- _The task_
Copy the listing from its start through the line containing "73 342 L 71", swapping "bare branch" for "dry twig" and leaving everything else untouched.

### Data for this exercise ###

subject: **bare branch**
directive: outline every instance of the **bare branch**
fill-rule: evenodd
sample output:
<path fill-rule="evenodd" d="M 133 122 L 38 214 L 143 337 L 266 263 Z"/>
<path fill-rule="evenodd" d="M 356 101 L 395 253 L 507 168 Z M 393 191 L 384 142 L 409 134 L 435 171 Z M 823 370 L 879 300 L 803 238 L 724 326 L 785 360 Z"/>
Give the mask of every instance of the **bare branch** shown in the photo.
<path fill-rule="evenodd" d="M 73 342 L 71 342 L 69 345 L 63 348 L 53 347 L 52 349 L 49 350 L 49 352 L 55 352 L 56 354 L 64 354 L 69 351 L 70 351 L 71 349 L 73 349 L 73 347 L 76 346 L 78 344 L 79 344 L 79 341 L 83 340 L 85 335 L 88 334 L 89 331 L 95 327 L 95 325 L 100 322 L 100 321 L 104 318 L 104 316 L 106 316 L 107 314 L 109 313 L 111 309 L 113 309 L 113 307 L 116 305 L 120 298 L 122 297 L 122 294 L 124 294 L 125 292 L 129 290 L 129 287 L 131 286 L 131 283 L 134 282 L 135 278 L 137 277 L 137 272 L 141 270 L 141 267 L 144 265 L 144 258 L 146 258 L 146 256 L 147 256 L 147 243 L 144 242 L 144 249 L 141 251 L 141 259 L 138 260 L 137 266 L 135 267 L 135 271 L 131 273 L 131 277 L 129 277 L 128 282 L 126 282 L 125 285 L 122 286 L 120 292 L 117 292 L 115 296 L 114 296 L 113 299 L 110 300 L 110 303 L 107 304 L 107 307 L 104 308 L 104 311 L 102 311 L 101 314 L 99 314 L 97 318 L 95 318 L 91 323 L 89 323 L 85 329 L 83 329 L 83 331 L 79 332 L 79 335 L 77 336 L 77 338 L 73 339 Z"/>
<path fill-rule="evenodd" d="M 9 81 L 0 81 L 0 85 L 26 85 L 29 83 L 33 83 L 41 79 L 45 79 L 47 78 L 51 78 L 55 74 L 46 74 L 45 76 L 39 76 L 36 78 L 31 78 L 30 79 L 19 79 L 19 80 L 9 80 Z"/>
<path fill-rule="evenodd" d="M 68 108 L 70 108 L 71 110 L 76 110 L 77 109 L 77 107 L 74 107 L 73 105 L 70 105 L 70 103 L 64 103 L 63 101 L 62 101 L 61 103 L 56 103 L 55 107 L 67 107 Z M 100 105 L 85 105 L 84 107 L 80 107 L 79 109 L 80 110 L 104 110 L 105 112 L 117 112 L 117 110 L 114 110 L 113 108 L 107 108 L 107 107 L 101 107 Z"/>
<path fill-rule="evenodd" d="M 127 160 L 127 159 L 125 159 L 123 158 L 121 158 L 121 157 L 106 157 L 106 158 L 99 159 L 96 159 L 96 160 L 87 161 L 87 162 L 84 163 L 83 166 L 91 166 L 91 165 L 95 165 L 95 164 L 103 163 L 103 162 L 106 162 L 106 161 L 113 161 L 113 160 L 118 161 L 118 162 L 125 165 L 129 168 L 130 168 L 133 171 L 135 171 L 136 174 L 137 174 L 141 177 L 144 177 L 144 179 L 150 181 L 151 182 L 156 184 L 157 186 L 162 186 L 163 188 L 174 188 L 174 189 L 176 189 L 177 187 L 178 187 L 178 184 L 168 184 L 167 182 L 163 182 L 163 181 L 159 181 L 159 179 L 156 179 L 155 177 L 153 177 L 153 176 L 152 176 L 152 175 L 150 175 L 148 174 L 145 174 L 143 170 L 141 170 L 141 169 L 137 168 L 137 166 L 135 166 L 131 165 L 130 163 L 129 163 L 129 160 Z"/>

###

- _Right answer_
subject: **dry twig**
directive: outline every instance of the **dry twig**
fill-rule: evenodd
sample output:
<path fill-rule="evenodd" d="M 133 122 L 38 214 L 143 337 L 266 263 Z"/>
<path fill-rule="evenodd" d="M 356 101 L 395 253 L 507 168 Z M 393 191 L 384 142 L 409 134 L 435 171 Z M 823 370 L 879 300 L 803 238 L 724 326 L 785 360 Z"/>
Give the mask of every instance of the **dry twig** shown in the photo.
<path fill-rule="evenodd" d="M 73 342 L 71 342 L 69 345 L 63 348 L 53 347 L 52 349 L 49 350 L 49 352 L 55 352 L 56 354 L 64 354 L 69 351 L 70 351 L 71 349 L 73 349 L 73 347 L 76 346 L 78 344 L 79 344 L 79 341 L 83 340 L 85 335 L 88 334 L 89 331 L 95 327 L 95 325 L 100 322 L 100 321 L 104 318 L 104 316 L 106 316 L 107 314 L 109 313 L 111 309 L 113 309 L 113 307 L 116 305 L 120 298 L 122 297 L 122 294 L 124 294 L 125 292 L 129 290 L 129 287 L 131 286 L 131 283 L 134 282 L 135 278 L 137 277 L 137 272 L 141 270 L 141 267 L 144 265 L 144 258 L 146 258 L 146 256 L 147 256 L 147 243 L 144 242 L 144 249 L 141 251 L 141 259 L 138 260 L 137 266 L 135 267 L 135 271 L 131 273 L 131 277 L 129 277 L 128 282 L 126 282 L 125 285 L 122 286 L 120 292 L 117 292 L 115 296 L 114 296 L 113 299 L 110 300 L 110 303 L 107 304 L 107 307 L 104 308 L 104 311 L 102 311 L 101 314 L 99 314 L 97 318 L 95 318 L 91 323 L 89 323 L 85 329 L 83 329 L 83 331 L 79 332 L 79 335 L 77 336 L 77 338 L 73 339 Z"/>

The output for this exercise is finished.